## TASK MATERIAL
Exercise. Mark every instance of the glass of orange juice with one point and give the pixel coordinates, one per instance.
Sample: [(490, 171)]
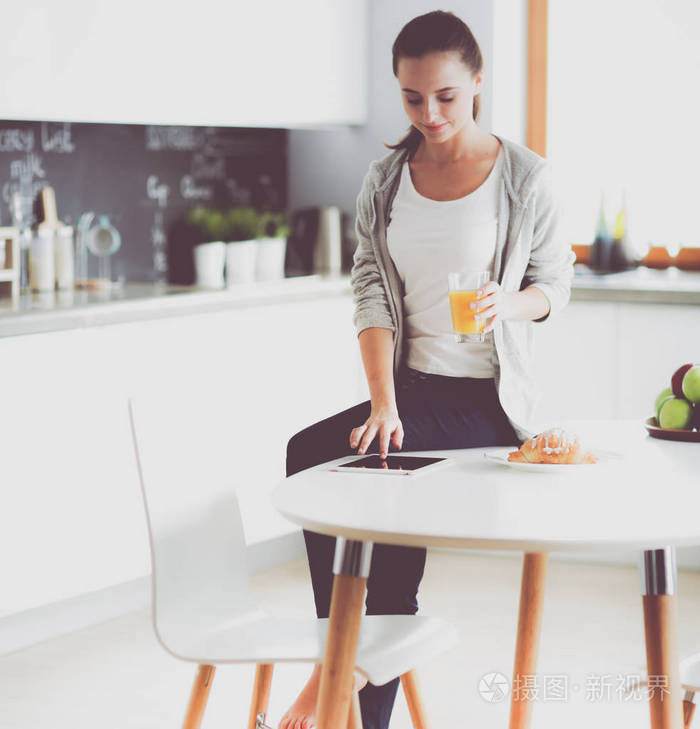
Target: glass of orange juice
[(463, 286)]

---

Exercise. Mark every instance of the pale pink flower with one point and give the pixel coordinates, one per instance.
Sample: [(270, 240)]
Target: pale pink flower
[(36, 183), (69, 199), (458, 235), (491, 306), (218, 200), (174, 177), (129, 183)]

==

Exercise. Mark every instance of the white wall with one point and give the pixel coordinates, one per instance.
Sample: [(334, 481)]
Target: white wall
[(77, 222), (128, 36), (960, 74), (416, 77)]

## EXERCISE OBJECTIVE
Please update the records from the line with "Exercise. Mark every instance of the pale" to the line with "177), (129, 183)]", replacing "pale pink flower" with "yellow tulip" and leaving everything else the same. Return only those lines.

## ANSWER TO THIS TASK
Exercise. Mark every instance of the yellow tulip with one point and give the pixel coordinates, one per instance.
Sample: [(270, 240)]
Target: yellow tulip
[(36, 183), (69, 199), (458, 235), (491, 306), (218, 200), (174, 177), (129, 183)]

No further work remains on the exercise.